** Start of Text segment **
As a writer going to a writing conference, you may have one of these dilemmas. Do you come out of your comfort zone if you’re an introvert and take advantage of opportunities to meet other writers who could eventually become your critique or craft partner? Or do you arrive at the conference with high expectations and a check list of what you expect the faculty and/or conference to give to you? 

My suggestions to you are: 
  • 1) to forget that you’re an introvert. If you would like to find more writer friends, make yourself available for others to meet you. You never know who’s looking for the same unless you communicate. Hey—you’re a writer, writers’ love words, use them! 
  • 2) And for some of you that have an arm’s length of wants, leave those high expectations at home. I’m not saying you should have no expectations, but don’t set a bar so high that it’s going to be impossible to attain. 

TWEETABLE

Tammy Karasek uses humor and wit to bring joy and hope to every aspect in life. Her past, filled with bullying and criticism from family, drives her passion to encourage and inspire others and give them The Reason to smile. She’s gone from down and defeated to living a “Tickled Pink” life as she believes there’s always a giggle wanting to come out! A writer of Romance—with a splash of sass. She’s also The Launch Team Geek helping authors launch their books and also a Virtual Assistant for several best-selling authors. Don't miss her recent book, LAUNCH THAT BOOK, just released in November.
** End of Text segment **
**Instruction 1**.
Answer these questions on the writing conference text:
(a) According to the first suggestion, what should the reader forget?
(b) What should readers with "an arm's length of wants" leave at home?
(c) What is the title of Tammy Karasek's recent book, and in what month was it released?
The records below are unrelated to the writing conference text.
** Start of Dataset rows **
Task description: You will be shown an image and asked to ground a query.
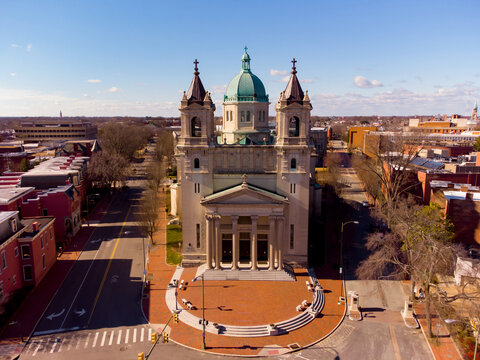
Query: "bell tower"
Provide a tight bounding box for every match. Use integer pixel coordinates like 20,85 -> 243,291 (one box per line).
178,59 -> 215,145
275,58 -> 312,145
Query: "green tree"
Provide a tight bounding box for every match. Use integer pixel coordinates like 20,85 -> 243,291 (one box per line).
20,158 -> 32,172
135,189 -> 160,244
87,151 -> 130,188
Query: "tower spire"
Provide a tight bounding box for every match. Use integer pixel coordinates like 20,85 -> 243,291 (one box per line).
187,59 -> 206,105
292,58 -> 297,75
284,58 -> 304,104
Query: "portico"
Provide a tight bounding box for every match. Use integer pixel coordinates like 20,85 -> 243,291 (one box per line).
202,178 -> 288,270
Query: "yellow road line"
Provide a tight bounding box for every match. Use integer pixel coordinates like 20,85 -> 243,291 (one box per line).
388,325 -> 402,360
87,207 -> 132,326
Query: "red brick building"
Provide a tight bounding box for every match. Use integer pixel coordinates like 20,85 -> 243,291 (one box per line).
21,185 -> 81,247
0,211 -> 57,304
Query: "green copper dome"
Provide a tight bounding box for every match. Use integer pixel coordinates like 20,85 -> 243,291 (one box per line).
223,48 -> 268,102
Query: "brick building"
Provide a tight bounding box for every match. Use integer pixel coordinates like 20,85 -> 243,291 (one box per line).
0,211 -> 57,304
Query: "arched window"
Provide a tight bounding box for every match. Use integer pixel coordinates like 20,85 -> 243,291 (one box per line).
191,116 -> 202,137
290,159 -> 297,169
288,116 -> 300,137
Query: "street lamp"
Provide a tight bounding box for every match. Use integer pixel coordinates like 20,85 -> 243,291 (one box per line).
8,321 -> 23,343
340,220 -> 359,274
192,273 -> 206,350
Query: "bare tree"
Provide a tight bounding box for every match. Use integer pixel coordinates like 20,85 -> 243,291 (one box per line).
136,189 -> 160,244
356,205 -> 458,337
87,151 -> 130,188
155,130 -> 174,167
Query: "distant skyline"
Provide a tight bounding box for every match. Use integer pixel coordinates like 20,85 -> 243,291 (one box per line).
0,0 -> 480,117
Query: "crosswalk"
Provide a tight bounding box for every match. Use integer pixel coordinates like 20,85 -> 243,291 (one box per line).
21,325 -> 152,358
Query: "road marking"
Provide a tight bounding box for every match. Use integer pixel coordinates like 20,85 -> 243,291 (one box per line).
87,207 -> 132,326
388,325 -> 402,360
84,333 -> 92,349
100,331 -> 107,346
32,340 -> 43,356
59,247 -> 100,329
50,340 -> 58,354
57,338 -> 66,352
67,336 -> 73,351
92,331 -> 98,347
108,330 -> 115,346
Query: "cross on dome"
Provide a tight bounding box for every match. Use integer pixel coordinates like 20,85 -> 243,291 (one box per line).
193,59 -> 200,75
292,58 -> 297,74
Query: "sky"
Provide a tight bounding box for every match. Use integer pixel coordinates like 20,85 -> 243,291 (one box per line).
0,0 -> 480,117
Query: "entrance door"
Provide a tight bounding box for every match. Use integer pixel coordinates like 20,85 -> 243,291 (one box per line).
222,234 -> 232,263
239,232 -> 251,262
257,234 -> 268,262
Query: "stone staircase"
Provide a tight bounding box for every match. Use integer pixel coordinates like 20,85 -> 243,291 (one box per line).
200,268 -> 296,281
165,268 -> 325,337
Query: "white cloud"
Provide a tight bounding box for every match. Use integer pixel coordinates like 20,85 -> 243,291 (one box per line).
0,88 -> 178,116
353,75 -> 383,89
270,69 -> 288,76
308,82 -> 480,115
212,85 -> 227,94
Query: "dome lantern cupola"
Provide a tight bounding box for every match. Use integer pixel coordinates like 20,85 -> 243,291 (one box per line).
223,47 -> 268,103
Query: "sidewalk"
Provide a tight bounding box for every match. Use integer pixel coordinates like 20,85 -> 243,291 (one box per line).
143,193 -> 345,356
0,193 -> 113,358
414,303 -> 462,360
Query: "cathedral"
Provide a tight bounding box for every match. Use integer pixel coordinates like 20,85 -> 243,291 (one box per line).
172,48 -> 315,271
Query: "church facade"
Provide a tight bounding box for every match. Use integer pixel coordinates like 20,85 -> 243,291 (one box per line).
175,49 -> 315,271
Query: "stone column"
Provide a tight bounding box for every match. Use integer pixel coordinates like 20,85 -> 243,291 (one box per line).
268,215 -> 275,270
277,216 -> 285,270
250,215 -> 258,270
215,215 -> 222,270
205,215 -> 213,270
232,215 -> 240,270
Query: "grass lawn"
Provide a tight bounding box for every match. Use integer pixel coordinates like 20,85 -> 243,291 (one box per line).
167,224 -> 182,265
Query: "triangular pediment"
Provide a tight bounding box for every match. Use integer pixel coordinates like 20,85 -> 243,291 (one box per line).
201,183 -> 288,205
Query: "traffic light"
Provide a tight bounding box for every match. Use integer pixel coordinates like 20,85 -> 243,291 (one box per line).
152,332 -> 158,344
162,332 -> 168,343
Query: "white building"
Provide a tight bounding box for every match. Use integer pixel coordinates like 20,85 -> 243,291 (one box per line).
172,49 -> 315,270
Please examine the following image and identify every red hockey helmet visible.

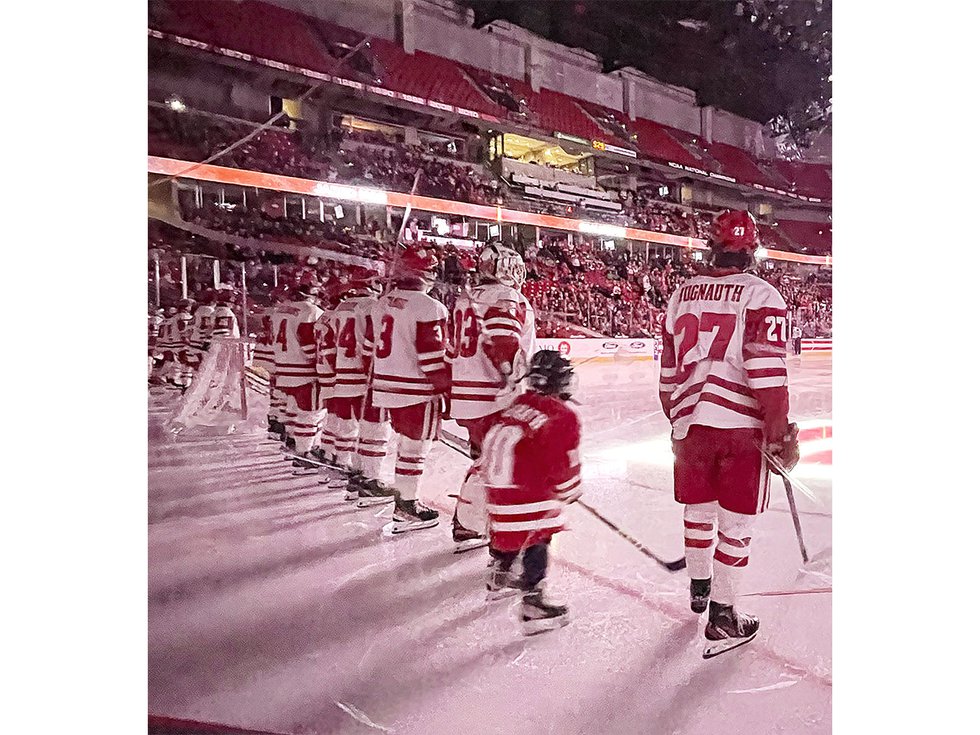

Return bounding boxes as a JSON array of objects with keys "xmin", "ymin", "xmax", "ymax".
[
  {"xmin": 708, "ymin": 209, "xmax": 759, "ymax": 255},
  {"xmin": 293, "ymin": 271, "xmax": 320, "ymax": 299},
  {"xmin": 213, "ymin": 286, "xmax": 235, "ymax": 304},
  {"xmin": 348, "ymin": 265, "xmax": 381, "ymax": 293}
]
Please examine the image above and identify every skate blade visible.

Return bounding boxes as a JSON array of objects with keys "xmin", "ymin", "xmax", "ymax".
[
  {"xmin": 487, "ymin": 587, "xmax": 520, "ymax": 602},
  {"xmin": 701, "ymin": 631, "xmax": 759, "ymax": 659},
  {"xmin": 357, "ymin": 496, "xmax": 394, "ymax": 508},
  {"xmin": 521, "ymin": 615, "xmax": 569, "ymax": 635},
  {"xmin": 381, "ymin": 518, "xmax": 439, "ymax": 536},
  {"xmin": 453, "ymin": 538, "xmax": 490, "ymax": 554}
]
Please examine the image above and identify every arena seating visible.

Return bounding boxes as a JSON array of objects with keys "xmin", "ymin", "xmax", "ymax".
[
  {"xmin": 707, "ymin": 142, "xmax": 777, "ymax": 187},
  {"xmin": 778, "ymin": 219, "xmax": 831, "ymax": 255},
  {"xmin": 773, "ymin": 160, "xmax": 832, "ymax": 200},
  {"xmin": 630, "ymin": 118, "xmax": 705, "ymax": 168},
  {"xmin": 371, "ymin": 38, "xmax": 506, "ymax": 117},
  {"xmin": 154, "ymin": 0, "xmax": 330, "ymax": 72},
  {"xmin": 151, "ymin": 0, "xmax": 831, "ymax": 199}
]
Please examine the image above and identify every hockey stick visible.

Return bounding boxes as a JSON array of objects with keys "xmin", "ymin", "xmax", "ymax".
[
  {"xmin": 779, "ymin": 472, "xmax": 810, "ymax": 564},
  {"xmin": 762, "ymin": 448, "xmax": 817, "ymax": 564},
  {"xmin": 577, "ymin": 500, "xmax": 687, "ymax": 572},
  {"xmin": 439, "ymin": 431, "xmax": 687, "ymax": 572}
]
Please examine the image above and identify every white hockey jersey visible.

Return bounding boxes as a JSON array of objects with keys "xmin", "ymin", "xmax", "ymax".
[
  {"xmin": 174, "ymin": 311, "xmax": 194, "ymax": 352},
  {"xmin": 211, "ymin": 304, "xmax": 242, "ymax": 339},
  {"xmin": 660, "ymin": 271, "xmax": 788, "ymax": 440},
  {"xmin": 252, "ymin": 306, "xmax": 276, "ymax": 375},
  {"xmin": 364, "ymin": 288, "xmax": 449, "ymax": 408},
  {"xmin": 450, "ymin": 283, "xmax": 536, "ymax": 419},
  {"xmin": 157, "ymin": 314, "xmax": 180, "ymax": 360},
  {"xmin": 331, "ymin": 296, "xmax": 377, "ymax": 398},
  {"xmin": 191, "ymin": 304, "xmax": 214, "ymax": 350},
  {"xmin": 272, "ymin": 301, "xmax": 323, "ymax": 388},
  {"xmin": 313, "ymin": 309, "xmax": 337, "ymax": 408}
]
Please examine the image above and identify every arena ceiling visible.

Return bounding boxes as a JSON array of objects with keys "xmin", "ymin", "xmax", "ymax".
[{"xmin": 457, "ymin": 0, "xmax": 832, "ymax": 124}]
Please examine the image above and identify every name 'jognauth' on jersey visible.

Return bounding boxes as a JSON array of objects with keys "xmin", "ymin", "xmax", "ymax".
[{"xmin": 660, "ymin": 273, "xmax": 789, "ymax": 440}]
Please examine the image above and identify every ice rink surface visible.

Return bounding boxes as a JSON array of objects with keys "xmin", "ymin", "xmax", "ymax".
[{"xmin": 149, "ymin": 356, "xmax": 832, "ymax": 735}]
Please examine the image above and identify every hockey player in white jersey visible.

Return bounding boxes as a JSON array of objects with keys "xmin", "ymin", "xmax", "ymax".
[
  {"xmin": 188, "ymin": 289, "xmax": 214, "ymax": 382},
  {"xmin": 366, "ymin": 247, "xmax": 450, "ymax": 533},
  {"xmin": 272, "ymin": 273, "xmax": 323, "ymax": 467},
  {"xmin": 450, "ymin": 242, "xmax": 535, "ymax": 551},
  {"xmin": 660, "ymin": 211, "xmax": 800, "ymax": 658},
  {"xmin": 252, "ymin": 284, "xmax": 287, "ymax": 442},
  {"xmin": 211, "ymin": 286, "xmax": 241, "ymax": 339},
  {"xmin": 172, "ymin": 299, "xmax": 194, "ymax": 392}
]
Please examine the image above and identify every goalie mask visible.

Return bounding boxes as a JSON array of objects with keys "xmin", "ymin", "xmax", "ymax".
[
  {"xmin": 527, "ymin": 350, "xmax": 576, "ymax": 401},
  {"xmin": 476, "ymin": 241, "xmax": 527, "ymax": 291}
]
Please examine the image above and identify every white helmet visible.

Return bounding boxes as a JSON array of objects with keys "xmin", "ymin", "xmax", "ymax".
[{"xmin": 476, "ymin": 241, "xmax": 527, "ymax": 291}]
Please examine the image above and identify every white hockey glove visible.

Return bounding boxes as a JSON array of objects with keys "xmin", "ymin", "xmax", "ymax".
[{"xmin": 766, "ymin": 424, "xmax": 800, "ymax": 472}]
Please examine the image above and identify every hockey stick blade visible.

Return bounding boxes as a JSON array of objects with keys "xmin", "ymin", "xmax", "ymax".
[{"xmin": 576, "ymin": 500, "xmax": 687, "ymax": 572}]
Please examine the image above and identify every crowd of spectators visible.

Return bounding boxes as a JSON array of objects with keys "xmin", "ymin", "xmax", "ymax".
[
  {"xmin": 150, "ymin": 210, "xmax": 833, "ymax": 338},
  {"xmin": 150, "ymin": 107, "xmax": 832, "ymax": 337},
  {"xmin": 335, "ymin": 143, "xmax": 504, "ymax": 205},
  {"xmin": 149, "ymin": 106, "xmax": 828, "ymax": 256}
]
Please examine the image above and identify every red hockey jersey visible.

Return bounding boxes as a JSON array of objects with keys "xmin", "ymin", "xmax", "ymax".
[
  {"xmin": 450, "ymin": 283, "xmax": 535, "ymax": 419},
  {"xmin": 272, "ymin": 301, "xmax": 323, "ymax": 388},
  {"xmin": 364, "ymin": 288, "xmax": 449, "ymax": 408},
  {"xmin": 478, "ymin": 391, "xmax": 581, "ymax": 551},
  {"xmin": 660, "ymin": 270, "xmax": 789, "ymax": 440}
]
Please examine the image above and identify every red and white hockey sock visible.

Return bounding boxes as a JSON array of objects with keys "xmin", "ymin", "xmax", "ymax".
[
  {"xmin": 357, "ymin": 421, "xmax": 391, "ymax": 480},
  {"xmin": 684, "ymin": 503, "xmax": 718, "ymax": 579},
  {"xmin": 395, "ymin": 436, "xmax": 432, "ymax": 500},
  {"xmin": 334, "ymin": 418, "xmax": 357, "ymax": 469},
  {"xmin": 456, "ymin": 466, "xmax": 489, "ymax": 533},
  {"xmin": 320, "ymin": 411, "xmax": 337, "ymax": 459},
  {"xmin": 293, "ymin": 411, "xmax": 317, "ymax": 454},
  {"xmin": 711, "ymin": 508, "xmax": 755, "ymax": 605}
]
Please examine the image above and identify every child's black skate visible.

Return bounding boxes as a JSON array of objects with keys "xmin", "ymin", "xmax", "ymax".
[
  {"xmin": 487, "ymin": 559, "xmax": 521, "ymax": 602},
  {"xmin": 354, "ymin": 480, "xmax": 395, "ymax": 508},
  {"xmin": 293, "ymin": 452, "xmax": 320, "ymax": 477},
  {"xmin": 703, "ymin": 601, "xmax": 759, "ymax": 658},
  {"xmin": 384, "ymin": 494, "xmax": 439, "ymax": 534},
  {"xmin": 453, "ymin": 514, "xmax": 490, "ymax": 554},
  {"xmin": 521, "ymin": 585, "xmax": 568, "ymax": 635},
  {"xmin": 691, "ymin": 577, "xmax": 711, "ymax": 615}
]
** End of Dataset rows **
**Instruction 2**. List every line of the records that contains the string "skate". Case counts.

**Complete output 1**.
(a) That they're an introvert.
(b) Their high expectations.
(c) LAUNCH THAT BOOK, released in November.

**Complete output 2**.
Please examine the image above and identify every skate blade visible.
Please examine the image above and identify every child's black skate visible.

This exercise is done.